Your assignment: From the first record to the last, write each one out again exactly.

┄┄┄┄┄┄┄┄┄┄┄┄┄┄┄┄┄┄┄┄

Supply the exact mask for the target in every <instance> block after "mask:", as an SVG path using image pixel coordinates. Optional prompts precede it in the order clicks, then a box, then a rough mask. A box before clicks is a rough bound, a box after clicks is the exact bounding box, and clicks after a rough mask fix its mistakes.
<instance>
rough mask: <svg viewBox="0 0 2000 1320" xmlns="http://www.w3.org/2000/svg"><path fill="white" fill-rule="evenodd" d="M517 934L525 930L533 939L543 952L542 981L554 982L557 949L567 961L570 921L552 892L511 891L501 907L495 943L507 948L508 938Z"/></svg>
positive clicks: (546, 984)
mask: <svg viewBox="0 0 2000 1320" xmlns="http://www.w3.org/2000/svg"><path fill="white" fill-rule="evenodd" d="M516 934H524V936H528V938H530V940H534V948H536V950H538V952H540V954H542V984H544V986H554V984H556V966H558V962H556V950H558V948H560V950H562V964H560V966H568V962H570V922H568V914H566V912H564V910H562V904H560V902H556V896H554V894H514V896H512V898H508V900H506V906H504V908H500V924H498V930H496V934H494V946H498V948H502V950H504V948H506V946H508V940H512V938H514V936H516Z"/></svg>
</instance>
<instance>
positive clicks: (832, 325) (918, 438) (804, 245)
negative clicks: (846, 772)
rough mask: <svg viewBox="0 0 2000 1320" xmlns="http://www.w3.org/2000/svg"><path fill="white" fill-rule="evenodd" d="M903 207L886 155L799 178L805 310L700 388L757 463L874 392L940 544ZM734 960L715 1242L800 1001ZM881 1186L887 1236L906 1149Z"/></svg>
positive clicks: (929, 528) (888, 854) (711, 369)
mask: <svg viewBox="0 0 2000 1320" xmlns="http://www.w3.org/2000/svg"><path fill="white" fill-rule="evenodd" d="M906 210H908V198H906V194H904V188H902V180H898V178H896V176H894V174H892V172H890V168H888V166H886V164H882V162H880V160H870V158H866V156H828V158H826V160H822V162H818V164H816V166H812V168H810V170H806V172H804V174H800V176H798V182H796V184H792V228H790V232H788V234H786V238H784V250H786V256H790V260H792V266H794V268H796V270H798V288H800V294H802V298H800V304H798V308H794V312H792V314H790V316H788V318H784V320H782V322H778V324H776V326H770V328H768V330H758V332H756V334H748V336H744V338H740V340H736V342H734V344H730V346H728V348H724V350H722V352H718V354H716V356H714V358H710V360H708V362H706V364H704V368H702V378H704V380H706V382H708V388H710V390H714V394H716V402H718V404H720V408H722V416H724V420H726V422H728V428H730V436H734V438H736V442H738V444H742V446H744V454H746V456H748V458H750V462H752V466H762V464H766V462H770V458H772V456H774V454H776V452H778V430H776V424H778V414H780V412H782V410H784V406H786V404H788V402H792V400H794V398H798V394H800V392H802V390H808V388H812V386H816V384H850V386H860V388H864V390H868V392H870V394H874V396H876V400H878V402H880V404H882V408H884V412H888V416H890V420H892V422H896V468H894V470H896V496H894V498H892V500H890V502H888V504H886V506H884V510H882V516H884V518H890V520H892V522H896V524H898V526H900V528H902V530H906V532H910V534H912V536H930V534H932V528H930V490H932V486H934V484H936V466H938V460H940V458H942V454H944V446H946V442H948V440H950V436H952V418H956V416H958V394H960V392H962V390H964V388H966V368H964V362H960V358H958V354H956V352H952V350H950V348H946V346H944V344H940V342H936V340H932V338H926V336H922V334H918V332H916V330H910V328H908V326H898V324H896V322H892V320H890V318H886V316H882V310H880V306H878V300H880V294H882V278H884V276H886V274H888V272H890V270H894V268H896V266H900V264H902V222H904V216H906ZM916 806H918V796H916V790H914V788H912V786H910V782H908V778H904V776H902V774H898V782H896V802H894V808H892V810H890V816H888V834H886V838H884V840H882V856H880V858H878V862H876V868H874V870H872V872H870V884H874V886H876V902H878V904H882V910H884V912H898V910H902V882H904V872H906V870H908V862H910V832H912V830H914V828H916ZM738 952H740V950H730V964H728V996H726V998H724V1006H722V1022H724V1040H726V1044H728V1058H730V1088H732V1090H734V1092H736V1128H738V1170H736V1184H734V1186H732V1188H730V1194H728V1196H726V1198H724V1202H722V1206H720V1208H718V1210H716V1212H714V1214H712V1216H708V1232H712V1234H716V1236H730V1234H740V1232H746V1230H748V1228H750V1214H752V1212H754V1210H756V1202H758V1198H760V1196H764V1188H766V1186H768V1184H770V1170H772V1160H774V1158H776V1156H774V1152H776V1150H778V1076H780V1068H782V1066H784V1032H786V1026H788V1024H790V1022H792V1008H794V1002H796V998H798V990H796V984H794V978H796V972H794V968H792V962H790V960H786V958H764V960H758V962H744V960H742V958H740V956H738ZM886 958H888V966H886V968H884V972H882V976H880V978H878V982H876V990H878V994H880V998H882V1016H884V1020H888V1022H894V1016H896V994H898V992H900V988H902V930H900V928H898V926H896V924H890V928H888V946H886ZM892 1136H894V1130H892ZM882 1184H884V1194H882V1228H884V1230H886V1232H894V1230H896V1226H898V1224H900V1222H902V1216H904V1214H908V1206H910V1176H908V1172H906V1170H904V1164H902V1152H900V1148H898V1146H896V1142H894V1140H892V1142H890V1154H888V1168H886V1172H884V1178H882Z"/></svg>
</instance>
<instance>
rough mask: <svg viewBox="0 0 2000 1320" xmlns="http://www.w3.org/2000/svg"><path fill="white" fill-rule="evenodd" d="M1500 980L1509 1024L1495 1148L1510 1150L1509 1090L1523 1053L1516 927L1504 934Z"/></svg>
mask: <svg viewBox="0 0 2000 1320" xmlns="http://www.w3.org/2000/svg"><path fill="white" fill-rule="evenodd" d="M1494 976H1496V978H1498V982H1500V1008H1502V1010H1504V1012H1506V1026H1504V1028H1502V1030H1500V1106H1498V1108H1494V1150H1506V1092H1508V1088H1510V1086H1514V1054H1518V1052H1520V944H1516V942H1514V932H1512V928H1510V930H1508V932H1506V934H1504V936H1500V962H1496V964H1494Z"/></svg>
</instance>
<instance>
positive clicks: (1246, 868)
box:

┄┄┄┄┄┄┄┄┄┄┄┄┄┄┄┄┄┄┄┄

Response to the task:
Supply the exact mask for the target in every <instance> block after "mask:", as an SVG path using image pixel coordinates. Optional prompts precede it in the order clicks, then a box, then a rough mask. A box before clicks is a rough bound, a box after clicks is the exact bounding box, and clicks after a rough mask fix its mistakes.
<instance>
rough mask: <svg viewBox="0 0 2000 1320" xmlns="http://www.w3.org/2000/svg"><path fill="white" fill-rule="evenodd" d="M517 934L525 930L533 939L543 952L542 981L554 982L557 949L567 961L570 921L552 892L511 891L501 907L495 943L507 948L508 938Z"/></svg>
positive clicks: (546, 984)
mask: <svg viewBox="0 0 2000 1320" xmlns="http://www.w3.org/2000/svg"><path fill="white" fill-rule="evenodd" d="M516 934H524V936H528V938H530V940H534V948H536V950H538V952H540V954H542V984H544V986H554V984H556V966H558V962H556V950H558V948H560V950H562V964H560V966H568V962H570V922H568V914H566V912H564V910H562V904H560V902H556V896H554V894H514V896H512V898H508V900H506V906H504V908H500V924H498V930H496V934H494V946H498V948H502V950H504V948H506V946H508V940H512V938H514V936H516Z"/></svg>
</instance>
<instance>
positive clicks: (832, 325) (918, 438) (804, 245)
negative clicks: (846, 772)
rough mask: <svg viewBox="0 0 2000 1320" xmlns="http://www.w3.org/2000/svg"><path fill="white" fill-rule="evenodd" d="M903 207L886 155L799 178L805 310L700 388L757 463L874 392L940 544ZM734 960L715 1242L800 1001ZM881 1186L887 1236L906 1149Z"/></svg>
positive clicks: (929, 528) (888, 854) (711, 369)
mask: <svg viewBox="0 0 2000 1320" xmlns="http://www.w3.org/2000/svg"><path fill="white" fill-rule="evenodd" d="M906 210H908V198H906V194H904V188H902V180H898V178H896V176H894V174H892V172H890V168H888V166H886V164H882V162H880V160H870V158H866V156H828V158H826V160H822V162H818V164H816V166H812V168H810V170H806V172H804V174H800V176H798V182H796V184H792V228H790V232H788V234H786V238H784V250H786V256H790V260H792V266H794V268H796V270H798V288H800V294H802V298H800V304H798V308H794V312H792V314H790V316H788V318H784V320H782V322H778V324H776V326H770V328H768V330H758V332H756V334H748V336H744V338H740V340H736V342H734V344H730V346H728V348H724V350H722V352H718V354H716V356H714V358H710V360H708V362H706V364H704V368H702V378H704V380H706V382H708V388H710V390H714V394H716V402H718V404H720V408H722V416H724V420H726V422H728V428H730V436H734V438H736V442H738V444H742V446H744V454H746V456H748V458H750V462H752V466H762V464H766V462H770V458H772V456H774V454H776V452H778V430H776V424H778V414H780V412H782V410H784V406H786V404H788V402H792V400H794V398H798V394H800V392H802V390H808V388H812V386H816V384H850V386H860V388H864V390H868V392H870V394H874V396H876V400H878V402H880V404H882V408H884V412H888V416H890V420H892V422H896V468H894V470H896V496H894V498H892V500H890V502H888V504H886V506H884V510H882V516H884V518H890V520H892V522H896V524H898V526H900V528H902V530H906V532H910V534H912V536H930V534H932V528H930V490H932V486H934V484H936V466H938V460H940V458H942V454H944V446H946V442H948V440H950V436H952V418H956V416H958V394H960V392H962V390H964V388H966V368H964V362H960V358H958V354H956V352H952V350H950V348H946V346H944V344H940V342H936V340H932V338H926V336H922V334H918V332H916V330H910V328H908V326H898V324H896V322H892V320H890V318H886V316H882V310H880V306H878V300H880V294H882V278H884V276H886V274H888V272H890V270H894V268H896V266H900V264H902V222H904V216H906ZM916 806H918V796H916V790H914V788H912V786H910V782H908V778H904V776H902V774H898V782H896V802H894V808H892V810H890V816H888V834H886V838H884V840H882V856H880V858H878V862H876V868H874V870H872V872H870V884H874V886H876V902H878V904H882V910H884V912H898V910H902V882H904V872H906V870H908V862H910V832H912V830H914V828H916ZM738 952H740V950H730V964H728V996H726V998H724V1006H722V1022H724V1040H726V1044H728V1058H730V1088H732V1090H734V1092H736V1128H738V1170H736V1184H734V1186H732V1188H730V1194H728V1196H726V1198H724V1202H722V1206H720V1208H718V1210H716V1212H714V1214H712V1216H708V1232H712V1234H716V1236H730V1234H740V1232H746V1230H748V1228H750V1214H752V1212H754V1210H756V1202H758V1198H760V1196H764V1188H766V1186H768V1184H770V1170H772V1160H774V1158H776V1156H774V1152H776V1150H778V1076H780V1068H782V1066H784V1032H786V1026H788V1024H790V1022H792V1008H794V1002H796V998H798V990H796V984H794V978H796V972H794V968H792V962H790V960H786V958H764V960H758V962H744V960H742V958H740V956H738ZM886 958H888V966H886V968H884V972H882V976H880V978H878V982H876V990H878V994H880V998H882V1016H884V1020H888V1022H894V1016H896V994H898V992H900V988H902V930H900V928H898V926H896V924H890V928H888V946H886ZM892 1136H894V1130H892ZM882 1184H884V1194H882V1228H884V1230H886V1232H894V1230H896V1226H898V1224H900V1222H902V1216H904V1214H908V1206H910V1176H908V1172H906V1170H904V1164H902V1152H900V1148H898V1146H896V1142H894V1140H892V1142H890V1154H888V1168H886V1172H884V1178H882Z"/></svg>
</instance>
<instance>
rough mask: <svg viewBox="0 0 2000 1320" xmlns="http://www.w3.org/2000/svg"><path fill="white" fill-rule="evenodd" d="M1500 980L1509 1024L1495 1148L1510 1150L1509 1090L1523 1053L1516 927L1504 934Z"/></svg>
mask: <svg viewBox="0 0 2000 1320" xmlns="http://www.w3.org/2000/svg"><path fill="white" fill-rule="evenodd" d="M1494 976H1496V978H1498V982H1500V1008H1502V1010H1504V1012H1506V1026H1504V1028H1502V1030H1500V1106H1498V1108H1494V1150H1506V1092H1508V1088H1510V1086H1514V1054H1518V1052H1520V944H1516V942H1514V932H1512V928H1510V930H1508V932H1506V934H1504V936H1500V962H1496V964H1494Z"/></svg>
</instance>
<instance>
positive clicks: (1246, 868)
box:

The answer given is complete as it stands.